**To do:**
Turn every line of the listing below into a JSON list of strings, with one string per line and no entries for blank lines.

**Dataset records:**
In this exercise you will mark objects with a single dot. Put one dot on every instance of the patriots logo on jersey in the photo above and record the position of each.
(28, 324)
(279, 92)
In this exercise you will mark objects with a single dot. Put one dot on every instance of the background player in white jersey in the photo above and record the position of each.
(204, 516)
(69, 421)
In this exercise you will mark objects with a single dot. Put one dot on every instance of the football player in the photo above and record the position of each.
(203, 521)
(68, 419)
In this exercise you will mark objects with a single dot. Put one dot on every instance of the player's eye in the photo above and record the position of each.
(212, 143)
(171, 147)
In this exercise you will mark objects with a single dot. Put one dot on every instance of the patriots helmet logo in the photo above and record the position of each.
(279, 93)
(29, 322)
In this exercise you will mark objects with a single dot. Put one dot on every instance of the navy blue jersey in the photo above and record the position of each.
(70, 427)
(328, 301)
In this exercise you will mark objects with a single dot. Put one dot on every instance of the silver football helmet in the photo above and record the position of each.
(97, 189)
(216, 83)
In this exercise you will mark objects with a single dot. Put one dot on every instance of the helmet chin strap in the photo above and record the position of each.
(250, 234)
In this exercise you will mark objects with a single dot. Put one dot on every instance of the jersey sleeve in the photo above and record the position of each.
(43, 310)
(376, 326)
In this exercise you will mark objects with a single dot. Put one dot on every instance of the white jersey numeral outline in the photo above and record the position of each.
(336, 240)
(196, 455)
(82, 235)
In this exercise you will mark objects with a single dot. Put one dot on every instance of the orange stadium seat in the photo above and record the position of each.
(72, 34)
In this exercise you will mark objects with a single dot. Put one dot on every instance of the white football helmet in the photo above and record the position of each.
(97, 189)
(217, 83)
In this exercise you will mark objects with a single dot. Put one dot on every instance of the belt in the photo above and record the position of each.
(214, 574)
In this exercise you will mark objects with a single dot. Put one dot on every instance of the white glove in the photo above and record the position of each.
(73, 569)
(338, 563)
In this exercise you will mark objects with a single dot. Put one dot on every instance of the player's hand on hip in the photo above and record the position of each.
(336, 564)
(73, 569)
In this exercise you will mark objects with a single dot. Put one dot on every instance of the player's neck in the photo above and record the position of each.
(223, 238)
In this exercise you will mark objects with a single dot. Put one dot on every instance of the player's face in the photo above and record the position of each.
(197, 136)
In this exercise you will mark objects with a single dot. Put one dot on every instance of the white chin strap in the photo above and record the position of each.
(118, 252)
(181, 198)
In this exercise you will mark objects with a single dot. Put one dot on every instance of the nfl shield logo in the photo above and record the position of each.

**Solved problem:**
[
  "In this exercise you will mark objects with a single dot. Put one dot on every instance of the patriots logo on jersey in the photo above and record the position of each.",
  "(28, 324)",
  "(279, 92)",
  "In this exercise you will mark objects with a single dot. Put one dot on every instance of the background player in white jersey in the photo above and record the position of each.",
  "(204, 516)",
  "(69, 421)",
  "In this exercise you will mark objects with a single dot. Put one dot on every instance of the football player in the photo above and record the position of each.",
  "(203, 521)",
  "(68, 419)",
  "In this exercise you will mark objects with a single dot. Put one dot on every instance of the player's eye in the photo above and record the position of each.",
  "(212, 143)",
  "(171, 147)",
  "In this exercise you will mark objects with a single dot. Put one dot on every instance of the patriots helmet logo in the photo above and record the position of each.",
  "(279, 93)",
  "(29, 322)",
  "In this exercise you will mark objects with a single dot. Put one dot on every instance of the navy blue jersey in the photo above and record the position of each.",
  "(70, 427)",
  "(328, 301)",
  "In this exercise you will mark objects with a single dot. Put one dot on every instance of the silver football helmet in the photo above and record the position of each.",
  "(97, 189)",
  "(216, 83)",
  "In this exercise you will mark objects with a single dot. Put one dot on every instance of the helmet chin strap in the photo above and record the position of each.",
  "(250, 234)",
  "In this exercise you will mark objects with a single dot. Put one dot on every instance of the jersey sleeve in the photo above and record the position of each.",
  "(43, 310)",
  "(376, 326)",
  "In this exercise you will mark objects with a single dot. Put one dot on every instance of the white jersey numeral outline in the photo above and record the position of each.",
  "(336, 240)",
  "(196, 455)",
  "(82, 235)",
  "In this exercise you will mark objects with a single dot. Put one dot on every instance of the orange stadium seat in the photo above and record the position of each.",
  "(72, 34)",
  "In this exercise you will mark objects with a single dot. Put one dot on every instance of the white football helmet in the photo above and record the position of each.",
  "(97, 189)",
  "(217, 83)",
  "In this exercise you will mark objects with a single dot. Put one dot on every instance of the belt in the photo above and record the position of each.",
  "(214, 574)",
  "In this exercise you will mark objects with a single dot. Put one dot on every instance of the white glove in the photo above and record the position of each.",
  "(73, 569)",
  "(338, 563)",
  "In this exercise you will mark objects with a single dot. Put one dot on every instance of the player's hand on hip in the photo above and record the position of each.",
  "(336, 564)",
  "(73, 569)",
  "In this exercise you will mark objects with a single dot. Put one dot on every instance of the player's neck in the photo above and record the position of each.",
  "(223, 238)",
  "In this exercise you will mark objects with a single dot. Put one dot on every instance of the player's face in the photo above and record the position of each.",
  "(197, 136)",
  "In this exercise you will mark objects with a single dot. Put one dot on every instance of the white chin strap in the photo above and record the position of each.",
  "(118, 252)",
  "(181, 198)",
  "In this exercise you will mark objects with a single dot. Put one dot on every instance of the nfl shield logo in the photo above and record the position of each."
]